**Trecho de texto:**

O senhor na sua velha “monarck” de guerra, o professor que saí da escola, o médico que fechou o consultório, a atendente da loja de eletrodomésticos, de materiais de construção, de roupas se deslocam para um único ponto, “A FEIRA.”

Como ninguém come apenas soja e cana todo dia, mesmo que sejam culturas agrícolas necessárias, a feira é o lugar de satisfazer uma necessidade natural do homem e da mulher não produzidas pelo agronegócio monocultor, mas, pelos homens e mulheres do campo. Lá está a comida, o alimento produzido pelos agricultores.

Rostos queimados pelo sol, mãos marcadas pelo trabalho cotidiano na terra e com a terra, solícitos a vender o que produziram. É preciso ganhar a vida. Os sons se espalham, gargalhadas, galhofas, risadas. Os sujeitos da oralidade, pouco afeitos a quem não dá um bom dia, boa tarde, boa noite estão no urbano. Reocupam a praça "CASTELO BRANCO", dão outro sentido a um espaço que não tem sentido nenhum de ter este nome, apenas de reafirmar a importância de ditadores e não de homens do povo, construtores desta cidade do Centro-goiano.

**Bloco de dados:**

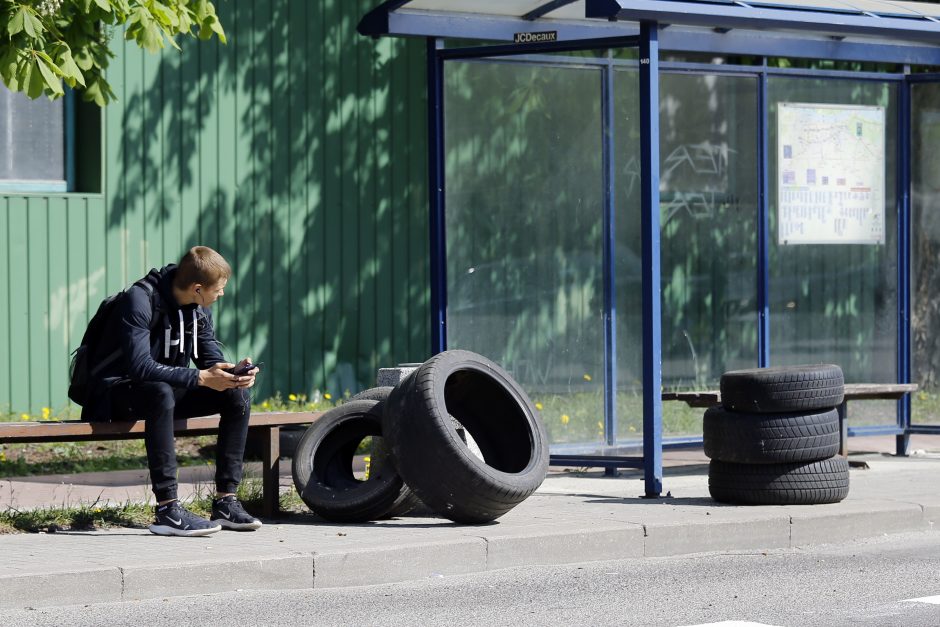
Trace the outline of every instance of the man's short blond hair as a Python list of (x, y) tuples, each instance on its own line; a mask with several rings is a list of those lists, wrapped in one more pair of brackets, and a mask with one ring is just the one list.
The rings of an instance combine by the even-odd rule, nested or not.
[(181, 290), (194, 283), (213, 287), (230, 276), (232, 268), (222, 255), (208, 246), (193, 246), (180, 259), (173, 285)]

**Descrição da tarefa:**
Você pode repetir o texto sobre a feira inteiro, sem alterar nada? A listagem vem de outra fonte.

**Espaço da resposta:**
O senhor na sua velha “monarck” de guerra, o professor que saí da escola, o médico que fechou o consultório, a atendente da loja de eletrodomésticos, de materiais de construção, de roupas se deslocam para um único ponto, “A FEIRA.”

Como ninguém come apenas soja e cana todo dia, mesmo que sejam culturas agrícolas necessárias, a feira é o lugar de satisfazer uma necessidade natural do homem e da mulher não produzidas pelo agronegócio monocultor, mas, pelos homens e mulheres do campo. Lá está a comida, o alimento produzido pelos agricultores.

Rostos queimados pelo sol, mãos marcadas pelo trabalho cotidiano na terra e com a terra, solícitos a vender o que produziram. É preciso ganhar a vida. Os sons se espalham, gargalhadas, galhofas, risadas. Os sujeitos da oralidade, pouco afeitos a quem não dá um bom dia, boa tarde, boa noite estão no urbano. Reocupam a praça "CASTELO BRANCO", dão outro sentido a um espaço que não tem sentido nenhum de ter este nome, apenas de reafirmar a importância de ditadores e não de homens do povo, construtores desta cidade do Centro-goiano.